'''
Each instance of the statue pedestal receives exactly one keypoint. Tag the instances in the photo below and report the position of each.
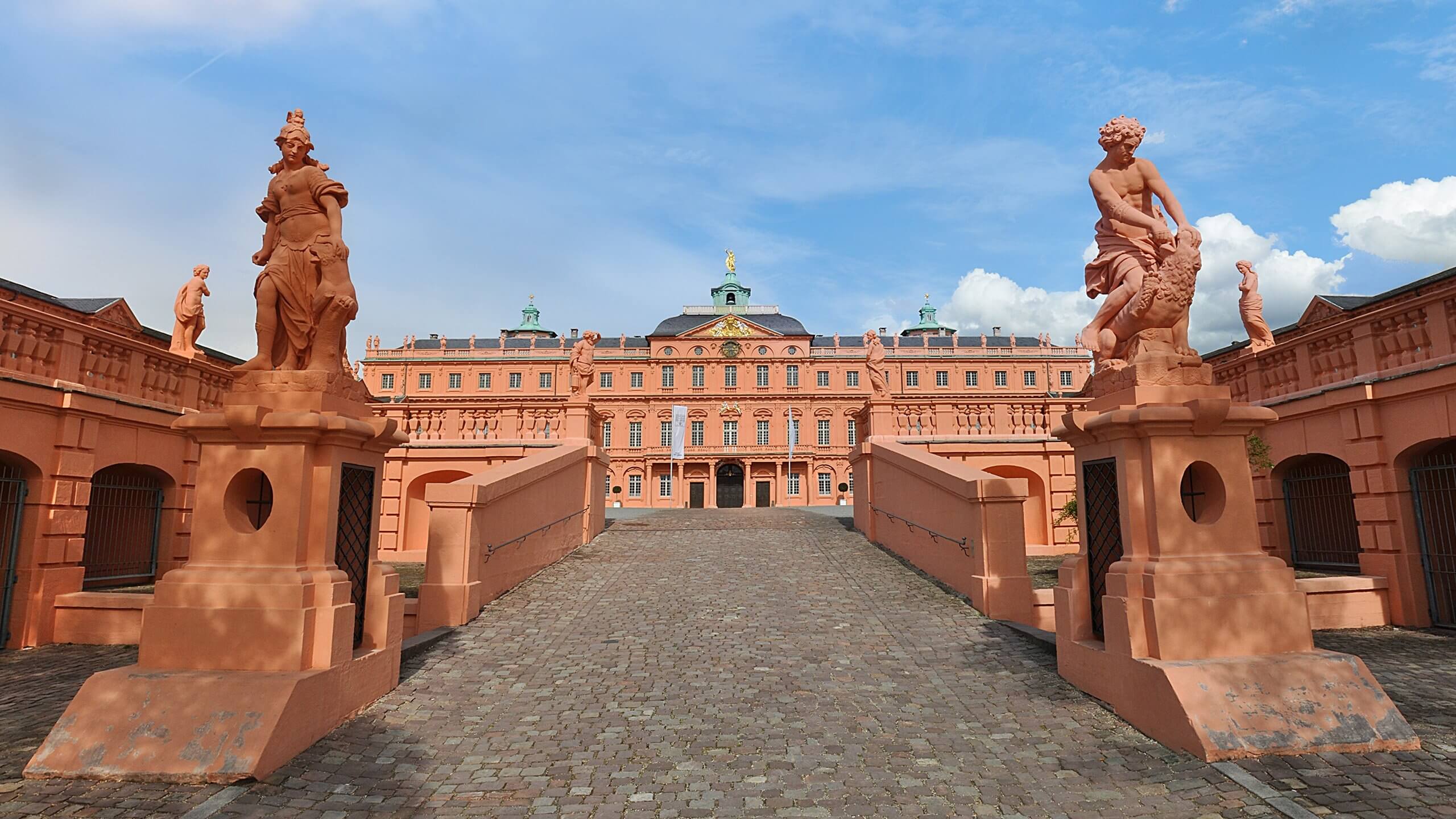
(1173, 614)
(282, 626)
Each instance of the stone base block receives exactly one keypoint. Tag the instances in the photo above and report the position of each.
(206, 726)
(1241, 707)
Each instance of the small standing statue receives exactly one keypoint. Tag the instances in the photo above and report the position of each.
(581, 362)
(188, 311)
(305, 293)
(875, 365)
(1251, 308)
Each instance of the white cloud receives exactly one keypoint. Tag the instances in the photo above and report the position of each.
(1404, 222)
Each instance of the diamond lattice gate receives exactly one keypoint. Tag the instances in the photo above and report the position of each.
(1104, 530)
(351, 544)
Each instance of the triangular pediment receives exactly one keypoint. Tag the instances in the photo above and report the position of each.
(730, 325)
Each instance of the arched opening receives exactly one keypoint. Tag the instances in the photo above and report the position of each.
(730, 486)
(1320, 514)
(1433, 496)
(415, 527)
(123, 527)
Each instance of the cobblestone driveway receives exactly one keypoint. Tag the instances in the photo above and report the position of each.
(756, 662)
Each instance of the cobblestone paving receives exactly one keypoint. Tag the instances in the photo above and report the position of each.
(750, 664)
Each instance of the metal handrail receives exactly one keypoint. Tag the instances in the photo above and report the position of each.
(491, 550)
(961, 543)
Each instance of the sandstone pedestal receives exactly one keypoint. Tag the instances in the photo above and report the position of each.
(1199, 639)
(282, 626)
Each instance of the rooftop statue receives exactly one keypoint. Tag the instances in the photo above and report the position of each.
(1251, 308)
(188, 311)
(1145, 270)
(305, 295)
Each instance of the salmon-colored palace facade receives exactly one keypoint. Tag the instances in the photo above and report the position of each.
(742, 371)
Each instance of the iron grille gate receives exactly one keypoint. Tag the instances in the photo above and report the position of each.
(1104, 530)
(123, 522)
(1321, 511)
(351, 541)
(1433, 490)
(12, 515)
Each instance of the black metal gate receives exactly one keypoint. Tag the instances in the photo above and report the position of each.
(1321, 512)
(1433, 491)
(12, 516)
(1104, 530)
(353, 538)
(123, 524)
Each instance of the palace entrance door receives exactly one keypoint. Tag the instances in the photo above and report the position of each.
(730, 486)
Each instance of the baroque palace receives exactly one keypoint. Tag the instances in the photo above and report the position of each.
(746, 374)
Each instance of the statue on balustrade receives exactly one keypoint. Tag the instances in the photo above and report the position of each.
(188, 311)
(1147, 271)
(875, 365)
(583, 353)
(305, 295)
(1251, 308)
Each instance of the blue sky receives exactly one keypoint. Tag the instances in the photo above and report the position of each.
(603, 155)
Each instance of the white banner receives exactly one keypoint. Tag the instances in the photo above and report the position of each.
(679, 431)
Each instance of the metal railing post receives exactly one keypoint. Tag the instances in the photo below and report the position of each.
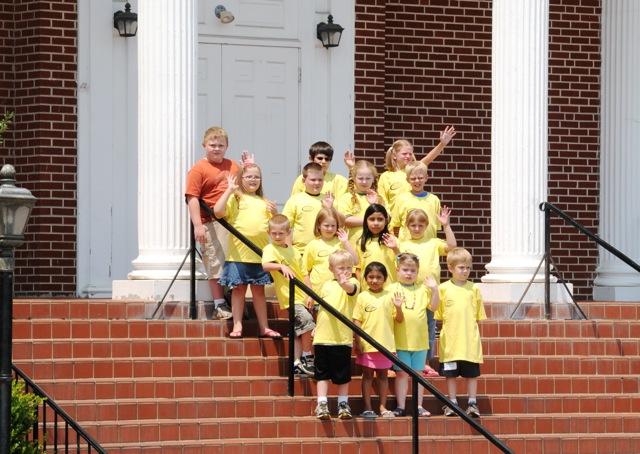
(415, 437)
(193, 310)
(292, 334)
(547, 263)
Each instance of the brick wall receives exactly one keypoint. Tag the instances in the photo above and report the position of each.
(574, 128)
(42, 145)
(437, 71)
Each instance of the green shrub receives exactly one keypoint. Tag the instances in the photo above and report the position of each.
(23, 416)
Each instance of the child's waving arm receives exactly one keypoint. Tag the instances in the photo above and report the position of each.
(220, 208)
(398, 299)
(443, 217)
(432, 285)
(445, 137)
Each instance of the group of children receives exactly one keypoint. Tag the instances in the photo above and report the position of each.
(368, 246)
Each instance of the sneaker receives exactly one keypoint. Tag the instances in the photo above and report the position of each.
(322, 411)
(344, 411)
(298, 369)
(473, 411)
(223, 311)
(307, 365)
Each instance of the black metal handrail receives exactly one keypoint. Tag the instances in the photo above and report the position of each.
(417, 378)
(82, 438)
(548, 208)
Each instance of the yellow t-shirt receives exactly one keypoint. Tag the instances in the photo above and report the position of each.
(428, 251)
(376, 313)
(347, 207)
(408, 201)
(376, 252)
(315, 260)
(302, 209)
(412, 334)
(391, 184)
(460, 309)
(334, 183)
(287, 256)
(329, 330)
(248, 214)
'''
▶ _Try it_: The expected output is the lines from the one holding "Each instance of the child's" through the last line of the data, exactly as they appear, with nothing before or after.

▶ _Answer to this problem_:
Each instance of the child's waving arm receives exactly one keypoint. Tag the instances in the photo above and report the position of each.
(220, 208)
(398, 299)
(443, 217)
(432, 285)
(445, 137)
Each instance of the group of children receives exactly one keypoint. Tag the instances in the photo above and report the position of each.
(368, 246)
Each instance of the sneaker receives exactly one keypoint. Tag the instances in the photo above and report the position of each.
(322, 411)
(344, 411)
(298, 369)
(473, 411)
(223, 311)
(307, 365)
Each instance of the black metal handrail receives exactly one keypoint. Tag the instances in the photo above and report the position of each.
(417, 378)
(82, 438)
(548, 208)
Each instance of the yellow t-shirt receives exactly one keypoint. Tag the instances in the photo above and report the position of each.
(428, 251)
(376, 313)
(347, 207)
(408, 201)
(376, 252)
(315, 260)
(302, 209)
(412, 334)
(391, 184)
(460, 309)
(334, 183)
(287, 256)
(329, 330)
(248, 214)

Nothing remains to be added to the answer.